指示:
**1.** 原文から、「相続する遺産にはさまざまな種」で始まり「手続きを進められるでしょう。」で終わる部分をそのまま抜き出しなさい。
**2.** 原文に基づいて、次の問いに答えなさい。
(a) 収益不動産の家賃が相続財産になるかどうかは、何によって変わるとされているか。
(b) 収益不動産とは、どのような不動産のことか。
(c) 収益不動産の種類ごとに異なるとされているものは何か。

====== 原文

収益不動産の家賃は相続財産にならない?注意点も解説!

不動産

相続する遺産にはさまざまな種類がありますが、選択肢の1つに収益不動産がある場合もあるでしょう。収益不動産の家賃は、タイミングによって、相続財産になるかどうかが変わることを知っているでしょうか。そこで今回は、収益不動産の家賃への対応方法と、相続する時の注意点を解説します。対応方法と注意点を知っていれば、スムーズに相続の手続きを進められるでしょう。

収益不動産とその種類

収益不動産とは、どのような不動産を指すのでしょうか。その名の通り「収益を得ることを目的に建てられた不動産」を収益不動産と言います。収益不動産にはいくつか種類がありますが、種類ごとに特徴が異なるため詳しく解説します。種類ごとの特徴が押さえられると、相続する収益不動産が、どの種類に分類されるのかがわかるようになるでしょう。

============
====== 提供情報

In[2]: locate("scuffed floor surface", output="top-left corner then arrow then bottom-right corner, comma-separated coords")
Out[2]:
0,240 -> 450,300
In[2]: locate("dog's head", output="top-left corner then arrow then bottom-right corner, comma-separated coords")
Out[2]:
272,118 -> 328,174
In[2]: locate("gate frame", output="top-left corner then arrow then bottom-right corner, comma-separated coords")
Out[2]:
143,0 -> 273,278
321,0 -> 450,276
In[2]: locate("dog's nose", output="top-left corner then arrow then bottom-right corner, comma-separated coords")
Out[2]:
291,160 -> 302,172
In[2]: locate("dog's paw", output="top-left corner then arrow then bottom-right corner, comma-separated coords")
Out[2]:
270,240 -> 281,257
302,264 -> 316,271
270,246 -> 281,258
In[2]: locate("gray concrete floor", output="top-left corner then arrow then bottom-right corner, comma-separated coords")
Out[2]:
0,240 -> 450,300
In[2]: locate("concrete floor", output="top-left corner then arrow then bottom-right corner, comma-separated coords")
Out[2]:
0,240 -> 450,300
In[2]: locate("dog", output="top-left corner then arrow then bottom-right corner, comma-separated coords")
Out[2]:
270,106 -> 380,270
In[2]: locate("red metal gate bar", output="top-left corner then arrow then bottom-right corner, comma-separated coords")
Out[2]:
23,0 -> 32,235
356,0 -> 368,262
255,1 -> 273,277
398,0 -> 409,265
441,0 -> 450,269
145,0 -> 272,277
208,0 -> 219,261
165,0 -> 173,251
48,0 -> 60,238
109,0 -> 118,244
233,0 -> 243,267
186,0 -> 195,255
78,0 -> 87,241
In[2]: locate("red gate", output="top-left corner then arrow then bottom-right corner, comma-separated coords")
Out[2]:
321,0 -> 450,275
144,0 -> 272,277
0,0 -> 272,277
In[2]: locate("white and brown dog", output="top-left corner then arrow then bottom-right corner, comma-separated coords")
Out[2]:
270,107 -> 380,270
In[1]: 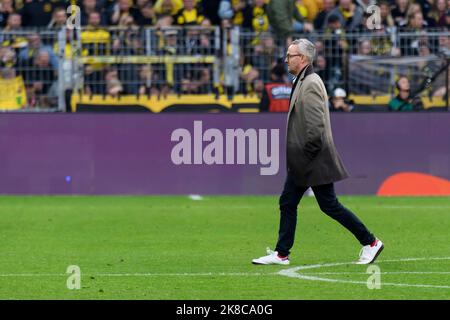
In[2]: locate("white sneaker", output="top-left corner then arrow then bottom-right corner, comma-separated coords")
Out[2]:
356,239 -> 384,264
252,248 -> 289,265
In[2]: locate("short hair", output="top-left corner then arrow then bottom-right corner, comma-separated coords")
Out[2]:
292,38 -> 316,63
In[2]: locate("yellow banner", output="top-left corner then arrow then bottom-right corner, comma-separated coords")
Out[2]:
0,76 -> 27,110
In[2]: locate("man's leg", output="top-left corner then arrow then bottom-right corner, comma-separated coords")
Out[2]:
275,174 -> 307,257
312,183 -> 375,246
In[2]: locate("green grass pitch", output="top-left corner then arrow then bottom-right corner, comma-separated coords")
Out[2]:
0,196 -> 450,300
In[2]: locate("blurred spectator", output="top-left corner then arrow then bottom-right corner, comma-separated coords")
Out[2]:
0,0 -> 15,28
105,69 -> 123,97
302,0 -> 324,23
358,39 -> 372,56
424,0 -> 448,27
253,33 -> 276,81
244,0 -> 269,34
22,50 -> 57,107
388,76 -> 423,111
259,61 -> 292,112
0,46 -> 17,72
4,13 -> 22,31
314,0 -> 336,31
217,0 -> 234,20
81,11 -> 111,55
47,7 -> 67,30
136,0 -> 157,26
239,58 -> 260,95
391,0 -> 410,27
417,0 -> 436,17
314,54 -> 329,82
378,1 -> 395,29
154,0 -> 183,17
109,0 -> 143,25
230,0 -> 251,29
432,72 -> 450,99
293,0 -> 314,33
356,0 -> 378,12
445,9 -> 450,28
267,0 -> 304,48
139,65 -> 159,96
18,32 -> 58,70
174,0 -> 205,26
0,13 -> 27,51
325,0 -> 364,31
329,88 -> 355,112
201,0 -> 221,26
323,15 -> 348,87
19,0 -> 58,27
81,11 -> 111,94
80,0 -> 109,26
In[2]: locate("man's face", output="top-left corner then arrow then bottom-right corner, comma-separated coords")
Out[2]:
284,45 -> 306,76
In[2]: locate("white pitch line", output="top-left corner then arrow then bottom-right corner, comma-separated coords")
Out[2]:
303,271 -> 450,275
278,257 -> 450,289
0,272 -> 272,277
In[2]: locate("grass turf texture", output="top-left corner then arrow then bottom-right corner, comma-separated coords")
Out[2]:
0,196 -> 450,299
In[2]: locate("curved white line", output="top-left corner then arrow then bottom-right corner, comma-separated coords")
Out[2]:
278,257 -> 450,289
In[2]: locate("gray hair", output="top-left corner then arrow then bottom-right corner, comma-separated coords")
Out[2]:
292,38 -> 316,63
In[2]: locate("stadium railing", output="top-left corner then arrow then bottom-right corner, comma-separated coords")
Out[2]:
0,27 -> 450,112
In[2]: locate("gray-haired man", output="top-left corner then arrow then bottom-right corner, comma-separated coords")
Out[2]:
252,39 -> 383,265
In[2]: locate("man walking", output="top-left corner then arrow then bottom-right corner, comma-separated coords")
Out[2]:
252,39 -> 383,265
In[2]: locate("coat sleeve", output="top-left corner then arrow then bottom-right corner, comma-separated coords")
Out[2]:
302,82 -> 325,160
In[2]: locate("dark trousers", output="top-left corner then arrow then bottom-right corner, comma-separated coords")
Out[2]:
275,174 -> 375,256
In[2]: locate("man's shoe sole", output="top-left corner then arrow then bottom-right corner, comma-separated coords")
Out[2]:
252,261 -> 289,266
369,244 -> 384,264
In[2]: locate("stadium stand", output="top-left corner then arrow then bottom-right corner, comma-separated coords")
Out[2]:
0,0 -> 450,112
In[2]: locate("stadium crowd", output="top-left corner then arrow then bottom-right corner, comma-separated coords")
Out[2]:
0,0 -> 450,110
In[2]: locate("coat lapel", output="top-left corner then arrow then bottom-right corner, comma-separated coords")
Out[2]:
288,64 -> 314,118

============

解答:
**1.**
相続する遺産にはさまざまな種類がありますが、選択肢の1つに収益不動産がある場合もあるでしょう。収益不動産の家賃は、タイミングによって、相続財産になるかどうかが変わることを知っているでしょうか。そこで今回は、収益不動産の家賃への対応方法と、相続する時の注意点を解説します。対応方法と注意点を知っていれば、スムーズに相続の手続きを進められるでしょう。

**2.**
(a) タイミング
(b) 収益を得ることを目的に建てられた不動産
(c) 特徴